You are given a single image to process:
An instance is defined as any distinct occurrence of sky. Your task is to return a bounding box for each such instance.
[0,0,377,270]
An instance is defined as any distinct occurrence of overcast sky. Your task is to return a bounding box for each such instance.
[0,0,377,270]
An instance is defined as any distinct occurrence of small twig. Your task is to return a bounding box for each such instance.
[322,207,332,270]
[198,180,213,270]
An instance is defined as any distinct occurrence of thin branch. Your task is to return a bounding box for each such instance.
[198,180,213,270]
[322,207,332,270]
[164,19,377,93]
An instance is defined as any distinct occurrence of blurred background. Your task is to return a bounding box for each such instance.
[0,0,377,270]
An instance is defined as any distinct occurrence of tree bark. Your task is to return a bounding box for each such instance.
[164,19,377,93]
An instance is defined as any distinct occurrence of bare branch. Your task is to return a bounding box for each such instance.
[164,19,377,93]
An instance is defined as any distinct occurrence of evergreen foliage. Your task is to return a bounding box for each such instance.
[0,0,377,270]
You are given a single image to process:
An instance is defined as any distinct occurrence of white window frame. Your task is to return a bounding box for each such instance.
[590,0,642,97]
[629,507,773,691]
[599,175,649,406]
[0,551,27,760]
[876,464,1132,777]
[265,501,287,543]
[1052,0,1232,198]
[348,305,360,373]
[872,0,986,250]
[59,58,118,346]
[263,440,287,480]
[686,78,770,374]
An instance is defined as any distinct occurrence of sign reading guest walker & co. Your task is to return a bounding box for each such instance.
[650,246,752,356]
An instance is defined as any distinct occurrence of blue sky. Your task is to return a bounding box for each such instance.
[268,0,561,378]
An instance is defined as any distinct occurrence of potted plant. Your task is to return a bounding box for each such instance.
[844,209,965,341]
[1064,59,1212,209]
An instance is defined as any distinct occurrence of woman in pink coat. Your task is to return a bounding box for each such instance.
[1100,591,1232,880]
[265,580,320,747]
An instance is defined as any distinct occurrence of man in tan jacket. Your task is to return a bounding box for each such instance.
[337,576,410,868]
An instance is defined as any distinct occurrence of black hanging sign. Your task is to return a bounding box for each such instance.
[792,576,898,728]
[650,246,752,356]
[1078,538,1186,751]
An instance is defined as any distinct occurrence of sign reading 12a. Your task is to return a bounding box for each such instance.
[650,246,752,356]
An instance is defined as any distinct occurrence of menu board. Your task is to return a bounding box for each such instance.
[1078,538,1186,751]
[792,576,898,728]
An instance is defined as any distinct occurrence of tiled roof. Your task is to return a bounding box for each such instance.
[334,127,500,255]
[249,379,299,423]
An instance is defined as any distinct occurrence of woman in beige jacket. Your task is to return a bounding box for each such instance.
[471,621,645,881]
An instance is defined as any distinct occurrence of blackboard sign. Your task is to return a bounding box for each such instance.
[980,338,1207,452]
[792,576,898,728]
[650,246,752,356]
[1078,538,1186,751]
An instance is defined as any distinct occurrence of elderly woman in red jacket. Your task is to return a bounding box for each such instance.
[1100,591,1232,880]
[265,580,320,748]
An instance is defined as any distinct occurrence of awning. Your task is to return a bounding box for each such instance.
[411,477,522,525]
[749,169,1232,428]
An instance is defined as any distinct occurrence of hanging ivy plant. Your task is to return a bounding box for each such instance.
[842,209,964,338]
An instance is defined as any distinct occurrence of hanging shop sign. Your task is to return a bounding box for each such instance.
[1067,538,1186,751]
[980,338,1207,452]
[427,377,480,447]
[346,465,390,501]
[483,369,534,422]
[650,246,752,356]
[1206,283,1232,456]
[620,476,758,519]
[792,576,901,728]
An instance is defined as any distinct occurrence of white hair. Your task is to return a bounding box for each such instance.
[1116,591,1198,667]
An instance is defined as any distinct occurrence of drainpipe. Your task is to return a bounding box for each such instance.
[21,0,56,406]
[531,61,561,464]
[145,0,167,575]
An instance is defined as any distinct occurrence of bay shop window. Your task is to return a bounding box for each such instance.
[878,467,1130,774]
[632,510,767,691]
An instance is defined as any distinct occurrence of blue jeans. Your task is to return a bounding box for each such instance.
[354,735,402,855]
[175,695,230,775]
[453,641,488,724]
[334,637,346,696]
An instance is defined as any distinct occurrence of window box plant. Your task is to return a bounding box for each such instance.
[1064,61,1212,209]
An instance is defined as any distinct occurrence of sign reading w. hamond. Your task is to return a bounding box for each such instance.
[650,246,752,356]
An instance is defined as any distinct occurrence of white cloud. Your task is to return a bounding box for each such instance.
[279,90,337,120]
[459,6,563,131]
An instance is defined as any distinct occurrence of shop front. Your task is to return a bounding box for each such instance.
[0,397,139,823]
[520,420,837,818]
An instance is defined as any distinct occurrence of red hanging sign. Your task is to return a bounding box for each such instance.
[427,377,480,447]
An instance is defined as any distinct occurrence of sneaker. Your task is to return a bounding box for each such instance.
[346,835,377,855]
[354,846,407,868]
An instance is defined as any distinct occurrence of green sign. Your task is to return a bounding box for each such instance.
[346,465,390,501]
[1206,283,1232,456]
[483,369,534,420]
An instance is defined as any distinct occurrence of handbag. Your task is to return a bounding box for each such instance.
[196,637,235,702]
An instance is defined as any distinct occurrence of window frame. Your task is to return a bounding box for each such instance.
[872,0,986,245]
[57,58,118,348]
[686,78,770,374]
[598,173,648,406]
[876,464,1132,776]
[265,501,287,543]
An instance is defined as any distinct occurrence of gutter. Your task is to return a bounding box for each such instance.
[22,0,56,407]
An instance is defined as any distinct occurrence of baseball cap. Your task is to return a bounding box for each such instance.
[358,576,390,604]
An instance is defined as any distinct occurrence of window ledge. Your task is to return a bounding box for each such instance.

> **Task directions**:
Copy the material above word for word.

> **Answer below**:
You are given a single image to process:
An instance is defined as any distinct occurrence of sky. Your task is to return a bounding box for each such instance.
[0,0,377,270]
An instance is defined as any distinct occurrence of overcast sky. Your task is to return a bounding box for each such instance.
[0,0,377,270]
An instance is defined as any distinct occurrence of small twig. Your task is to return a bounding box for each such instance.
[322,207,332,270]
[198,180,213,270]
An instance is defined as any distinct occurrence of thin branch. Your task is to return a bounding box for each such instance.
[198,180,213,270]
[322,207,332,270]
[164,19,377,93]
An instance is defined as any distinct occurrence of blurred background. Your task is to return a bounding box for each such instance.
[0,0,377,270]
An instance is defined as any distinct occurrence of tree bark. Your task is to return a bounding box for each such instance.
[164,19,377,93]
An instance is defined as any distinct occurrence of bare branch. Your task is to return a bounding box for each such instance.
[164,19,377,93]
An instance is defined as any distinct occurrence of evergreen foliage. Your task is to return a bounding box for each such instance.
[0,0,377,270]
You are given a single image to process:
An instance is defined as any distinct occurrence of white window frame. Your task is to return a bounding box for each such instance.
[590,0,642,97]
[629,507,773,691]
[599,175,649,406]
[0,551,27,760]
[876,464,1132,777]
[265,501,287,543]
[1052,0,1232,198]
[348,305,360,373]
[872,0,986,250]
[59,58,118,346]
[263,440,287,480]
[686,78,770,374]
An instance is defined as any distinct occurrence of sign reading guest walker & co. Your task is to return a bounding box for each such instance.
[650,246,752,356]
An instance is defined as any distinct occurrence of blue sky. Your task is to return a bounding box for each such instance.
[268,0,561,378]
An instance is defined as any distinct occurrence of potted plant. Your task is to return a bounding box for each such instance.
[844,209,965,341]
[1064,59,1212,209]
An instance is defined as any distinct occurrence of woman in pink coat. Your task is to return a bounding box for each such instance.
[1100,591,1232,880]
[265,580,320,747]
An instance is defined as any distinct occurrence of man in tan jacket. Your task is to return a bounding box for each such instance.
[337,576,410,868]
An instance is defined as any distinct occurrence of black hanging sign. Your task is to return a bounding box for each such instance.
[792,576,898,728]
[650,246,752,356]
[1078,538,1186,751]
An instance is defined as any distinct occurrence of sign reading 12a. Your task is to return a bounding box for each such instance.
[650,246,752,356]
An instance is defined as any distinct occurrence of menu board. Your task is to return a bounding box for each such instance.
[1078,538,1186,751]
[792,576,898,728]
An instance is defined as any distinct occurrence of tiled roof. Your task is to return a bounding box for each such instance.
[334,127,500,255]
[249,379,299,423]
An instance is defined as any distinct occurrence of woman in beige jacket. Your task is to return a bounding box for each such instance.
[471,621,645,881]
An instance is defined as any distinct occurrence of blackboard sign. Your task is to return a bounding box for each such instance.
[980,338,1207,452]
[792,576,898,728]
[650,246,752,356]
[1078,538,1186,751]
An instance is defined as any distinct occurrence of elderly woman in red jacket. Your task is to return a bounding box for each such instance.
[1100,591,1232,880]
[265,580,320,748]
An instance is defined as any distinct occurrence of awning. Your task is to return a bounding box for each such instance.
[411,477,522,525]
[749,169,1232,428]
An instance is defined as any distinct occurrence of hanging ivy plant. Your task is to return a bounding box for each such instance.
[842,209,964,338]
An instance is defined as any distinct occurrence of hanging shop sign. Your task is to return a bounding box for each such instance.
[1067,538,1186,751]
[980,338,1207,452]
[427,377,480,447]
[346,465,390,501]
[483,369,534,422]
[650,246,752,356]
[1206,283,1232,456]
[620,476,758,519]
[792,576,901,728]
An instance is defined as any distinct occurrence of white hair. Your task is to return a bounding box for each such instance.
[1116,591,1198,667]
An instance is defined as any distinct occurrence of drainpipe. Your task is to return a bounding box for each such instance.
[21,0,56,406]
[531,61,561,464]
[145,0,167,575]
An instance is defined as any distinct occurrence of bay shop window. Your task is to return a bounding box for each such instance.
[878,467,1130,774]
[632,510,767,691]
An instance is defined as any distinct occurrence of blue jeans. Your task is to return a bounding box for each such instance.
[354,735,402,855]
[175,695,230,775]
[453,641,488,724]
[334,637,346,696]
An instance is defined as any distinct occurrence of window box plant. Your task is to return a bounding box for each such instance.
[1064,61,1212,209]
An instance is defined as any distinct occurrence of sign reading w. hamond. Your task is to return a bounding box for each such instance.
[650,246,752,356]
An instance is defined as any distinct occurrence of white cloud. Your task is to return a bounding box for each such instance.
[279,90,337,120]
[459,6,563,131]
An instance is defined as any distinct occurrence of shop front. Your task is to return a bounding box for each such instance.
[0,397,139,823]
[520,420,837,818]
An instance is defined as any distinct occurrence of red hanging sign. Your task is to return a bounding box for each such instance.
[427,377,480,447]
An instance is defined as any distinct occurrence of sneaker. Your task is to return a bounding box for each such instance.
[346,835,377,855]
[354,846,407,868]
An instance is defined as any distinct occurrence of green sign. Your task is to return a bounding box for each such instance.
[346,465,390,501]
[1206,283,1232,456]
[483,369,534,420]
An instance is defined as any distinct occurrence of handbag. Your task is to return a bounding box for each such instance.
[196,637,235,702]
An instance is defined as any distinct occurrence of window frame. Your task is to return a bounding box for each such instance.
[872,0,986,245]
[57,58,118,348]
[686,78,770,374]
[598,173,648,406]
[876,464,1132,776]
[265,501,287,543]
An instance is defined as any distinct occurrence of gutter. Your task is to return a bounding box for each such instance.
[22,0,56,407]
An instance is defined as any distinct occurrence of baseball cap. Your task is to return a bounding box for each such instance.
[358,576,390,604]
An instance is defined as any distinct occurrence of window ledge. Your task is to return a bounding box for each such instance.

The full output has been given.